After living through a yearlong pandemic which has taken the lives of hundreds of thousands of Americans, millions of people are getting vaccinated and able to do things which they haven’t been able to for over a year. Finally, it seems as though we are approaching a return to “normal life.”

But with two mass shootings within a six-day time span, one on March 16 in Georgia and the other on March 22 in Colorado, the question begs to be asked: are mass shootings the trade off to be made at the end of this pandemic? 

According to the Gun Violence Archive (GVA), a nonprofit research group that has cataloged every incident of gun violence in the U.S. since 2013, in 2019 there were 15,208 willful, malicious and accidental deaths from gun violence and 417 mass shootings. This was the first time since 2013 that mass shootings, defined by GVA as any incident where at least four people are shot, have exceeded the number of days in the year.

Stay-at-home orders were issued across the U.S. beginning on March 15, keeping Americans inside their homes for the foreseeable future. Students transitioned to online learning and therefore did not attend school in person, and people stopped frequenting highly populated places, leaving their homes only for necessary grocery store trips. As a result, according to the GVA, there were 21 mass murders in 2020.

> Referring expression pointing data
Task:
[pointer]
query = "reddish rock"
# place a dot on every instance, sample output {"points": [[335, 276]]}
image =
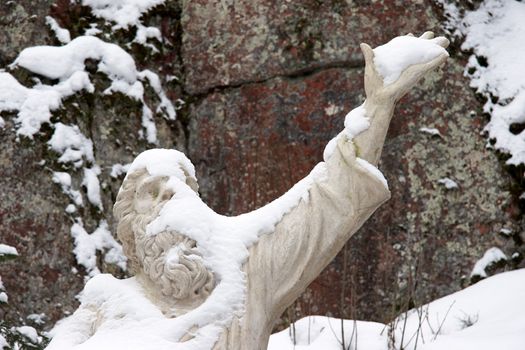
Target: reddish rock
{"points": [[228, 43]]}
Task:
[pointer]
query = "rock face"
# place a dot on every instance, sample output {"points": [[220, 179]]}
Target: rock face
{"points": [[266, 84]]}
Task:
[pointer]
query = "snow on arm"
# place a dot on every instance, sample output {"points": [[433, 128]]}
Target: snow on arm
{"points": [[7, 250], [392, 58]]}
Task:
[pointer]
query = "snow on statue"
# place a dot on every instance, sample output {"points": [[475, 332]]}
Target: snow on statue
{"points": [[207, 281]]}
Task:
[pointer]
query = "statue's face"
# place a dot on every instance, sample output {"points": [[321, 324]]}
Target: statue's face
{"points": [[169, 259], [150, 192]]}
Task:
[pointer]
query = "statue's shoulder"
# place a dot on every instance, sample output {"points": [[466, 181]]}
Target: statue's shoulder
{"points": [[103, 287]]}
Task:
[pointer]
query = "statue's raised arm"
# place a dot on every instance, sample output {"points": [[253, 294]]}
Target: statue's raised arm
{"points": [[349, 188], [206, 281]]}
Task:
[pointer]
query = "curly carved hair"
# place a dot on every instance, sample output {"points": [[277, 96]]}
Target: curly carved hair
{"points": [[168, 259]]}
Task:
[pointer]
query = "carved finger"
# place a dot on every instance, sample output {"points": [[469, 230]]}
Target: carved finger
{"points": [[427, 35], [368, 53], [441, 41], [413, 74]]}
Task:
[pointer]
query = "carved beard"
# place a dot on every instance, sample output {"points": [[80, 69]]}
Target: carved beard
{"points": [[183, 276]]}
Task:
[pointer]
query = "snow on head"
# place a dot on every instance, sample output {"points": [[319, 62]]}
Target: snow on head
{"points": [[35, 105], [392, 58], [356, 122], [164, 162]]}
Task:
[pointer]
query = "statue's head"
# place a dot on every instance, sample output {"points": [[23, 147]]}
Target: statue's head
{"points": [[168, 259]]}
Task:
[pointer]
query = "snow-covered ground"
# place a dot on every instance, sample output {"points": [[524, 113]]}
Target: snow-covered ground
{"points": [[486, 316]]}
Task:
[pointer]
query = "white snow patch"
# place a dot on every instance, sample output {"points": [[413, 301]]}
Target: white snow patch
{"points": [[35, 105], [7, 250], [356, 122], [3, 342], [506, 231], [124, 13], [67, 63], [87, 245], [70, 209], [37, 318], [331, 146], [431, 131], [448, 183], [119, 169], [29, 332], [71, 144], [61, 34], [495, 32], [165, 105], [491, 256], [64, 180], [373, 170], [92, 185], [392, 58], [61, 62], [332, 109], [486, 316], [325, 333]]}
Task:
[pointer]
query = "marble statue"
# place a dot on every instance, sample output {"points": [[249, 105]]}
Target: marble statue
{"points": [[205, 281]]}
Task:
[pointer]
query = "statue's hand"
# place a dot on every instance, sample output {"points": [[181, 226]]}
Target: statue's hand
{"points": [[394, 68]]}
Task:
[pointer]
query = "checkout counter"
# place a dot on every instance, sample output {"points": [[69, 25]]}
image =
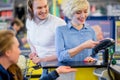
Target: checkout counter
{"points": [[85, 70], [115, 69]]}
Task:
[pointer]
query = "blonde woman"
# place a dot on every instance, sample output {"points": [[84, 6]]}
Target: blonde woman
{"points": [[75, 40], [9, 53]]}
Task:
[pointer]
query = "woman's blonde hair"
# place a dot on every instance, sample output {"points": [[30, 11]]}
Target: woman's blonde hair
{"points": [[6, 40], [69, 7]]}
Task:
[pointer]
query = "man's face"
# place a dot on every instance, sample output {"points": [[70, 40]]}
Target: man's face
{"points": [[40, 9], [79, 17]]}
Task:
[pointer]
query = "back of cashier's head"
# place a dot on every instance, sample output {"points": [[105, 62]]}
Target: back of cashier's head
{"points": [[6, 40], [69, 7]]}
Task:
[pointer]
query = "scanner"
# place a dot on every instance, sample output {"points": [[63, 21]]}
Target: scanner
{"points": [[103, 45]]}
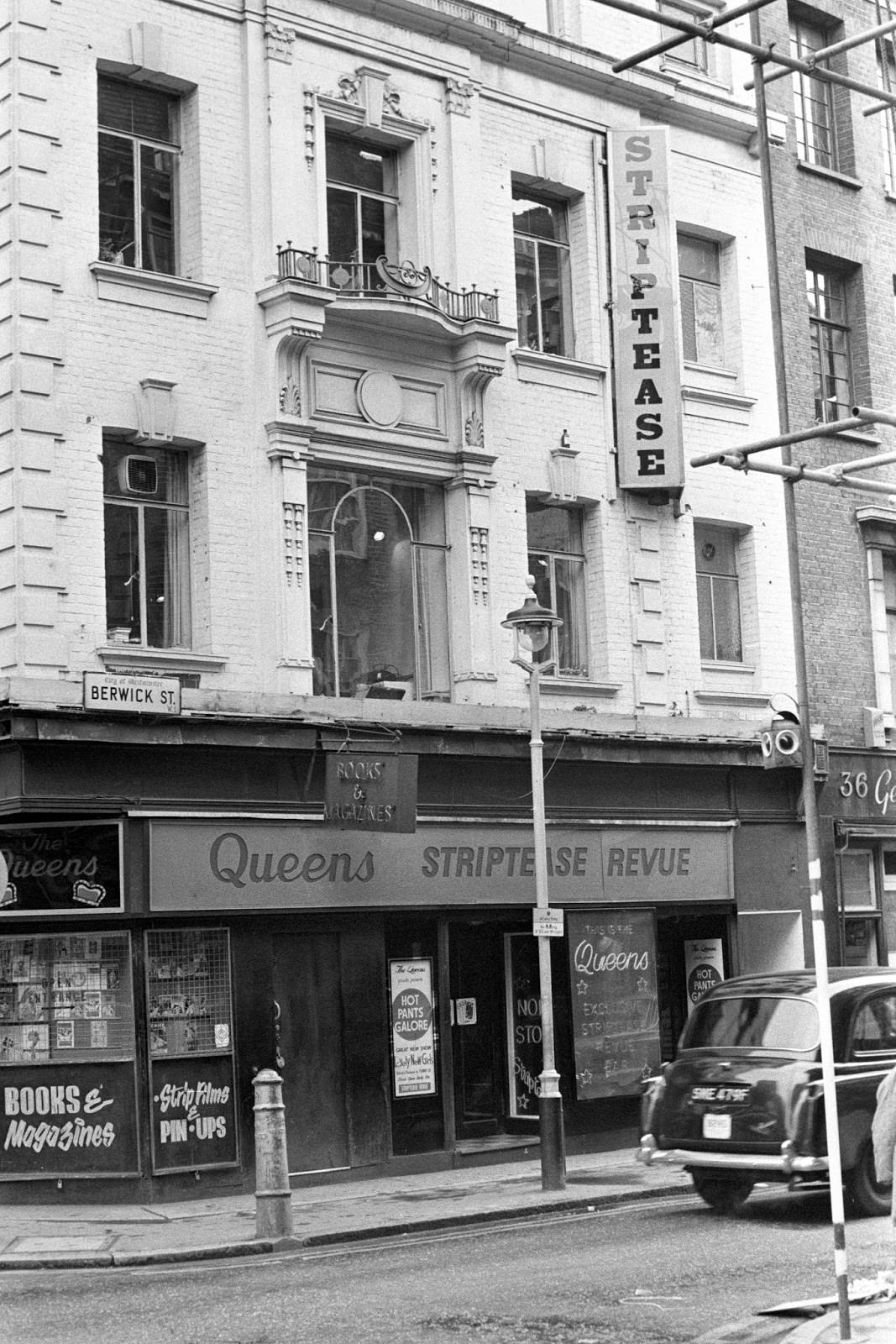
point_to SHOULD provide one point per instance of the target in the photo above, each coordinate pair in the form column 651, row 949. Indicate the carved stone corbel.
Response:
column 278, row 42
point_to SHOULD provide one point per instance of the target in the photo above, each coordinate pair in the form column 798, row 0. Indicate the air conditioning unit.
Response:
column 385, row 691
column 137, row 475
column 880, row 727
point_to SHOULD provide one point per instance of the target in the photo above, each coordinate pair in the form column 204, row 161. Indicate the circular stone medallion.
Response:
column 379, row 398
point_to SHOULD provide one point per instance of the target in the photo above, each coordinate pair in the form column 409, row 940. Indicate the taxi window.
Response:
column 875, row 1026
column 754, row 1021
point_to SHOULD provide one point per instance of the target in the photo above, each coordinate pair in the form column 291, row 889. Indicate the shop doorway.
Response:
column 477, row 1032
column 308, row 995
column 678, row 933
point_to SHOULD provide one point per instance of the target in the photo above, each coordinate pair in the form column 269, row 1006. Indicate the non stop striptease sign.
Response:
column 647, row 362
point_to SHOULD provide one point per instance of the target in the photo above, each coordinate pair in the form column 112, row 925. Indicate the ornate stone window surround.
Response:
column 411, row 141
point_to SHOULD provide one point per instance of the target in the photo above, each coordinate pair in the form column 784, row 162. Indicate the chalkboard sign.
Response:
column 616, row 1021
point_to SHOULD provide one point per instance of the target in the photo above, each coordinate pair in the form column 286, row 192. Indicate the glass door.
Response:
column 477, row 995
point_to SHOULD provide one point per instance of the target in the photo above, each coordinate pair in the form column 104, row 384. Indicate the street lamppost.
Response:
column 532, row 625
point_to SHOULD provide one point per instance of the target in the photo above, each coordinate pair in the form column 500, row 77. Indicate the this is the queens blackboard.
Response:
column 616, row 1019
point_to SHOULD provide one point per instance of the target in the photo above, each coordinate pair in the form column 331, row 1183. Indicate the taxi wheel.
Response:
column 866, row 1193
column 725, row 1194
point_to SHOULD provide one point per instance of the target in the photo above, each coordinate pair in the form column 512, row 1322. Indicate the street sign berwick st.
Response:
column 120, row 692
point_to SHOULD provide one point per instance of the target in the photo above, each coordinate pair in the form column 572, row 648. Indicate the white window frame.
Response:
column 563, row 248
column 137, row 144
column 140, row 508
column 735, row 534
column 716, row 288
column 573, row 558
column 810, row 93
column 694, row 55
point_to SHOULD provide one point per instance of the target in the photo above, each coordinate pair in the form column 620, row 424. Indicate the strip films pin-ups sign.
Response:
column 647, row 378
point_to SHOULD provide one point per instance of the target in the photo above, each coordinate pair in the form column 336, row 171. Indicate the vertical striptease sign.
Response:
column 647, row 362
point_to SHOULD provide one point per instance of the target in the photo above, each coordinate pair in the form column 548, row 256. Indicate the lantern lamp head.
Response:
column 532, row 622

> ACTION ITEM
Carry the text on mass shootings and the pandemic forward from its last sentence. These records were drawn from a separate source.

> TASK RESPONSE
However, just as vaccinations are being provided to the public as successful deterrents to COVID-19 with the potential to save millions of lives, the shootings in Georgia and Colorado signal a return to fearing for our lives for an unfortunately familiar reason. 

Since the emergence of anti-maskers at the beginning of the pandemic, the question of individual rights versus public health and safety has once again come into play. People claiming that their rights were being violated because they were being asked to wear a mask to protect the rest of the population is reminiscent of the decades long fight for gun control. Those who fight against simple background checks and stricter gun purchasing regulations are only thinking of how rights are supposedly being violated and not how many lives gun control laws could save.

The willingness to replace one preposterous claim for individual rights with another at the constant expense of the lives of thousands of Americans is deplorable. Just one week before the shooting in Boulder, the state district court of Colorado ruled against a proposed ban of certain shotguns, pistols and semi-automatic rifles, and Judge Andrew Hartman claimed “only Colorado state (or federal) law can prohibit the possession, sale and transfer of assault weapons and large-capacity magazines.”

The U.S. government has made little to no progress passing gun control bills, and both Democrats and Republicans are consistently standing in the way of successfully passing more regulations and background checks for potential gun owners. Two bills have passed through the U.S. House of Representatives which would expand background checks to those buying guns through the internet, at gun shows and through private vendors, as well as expand the ability of authorities to wait 10 days for federal background checks to be completed before a gun sale can be completed. 

I, like many Americans, am feeling frightened. Between exposure to a deadly virus and fear of dying in a mass shooting, places such as grocery stores, schools, nail salons and movie theaters feel more unsafe than ever.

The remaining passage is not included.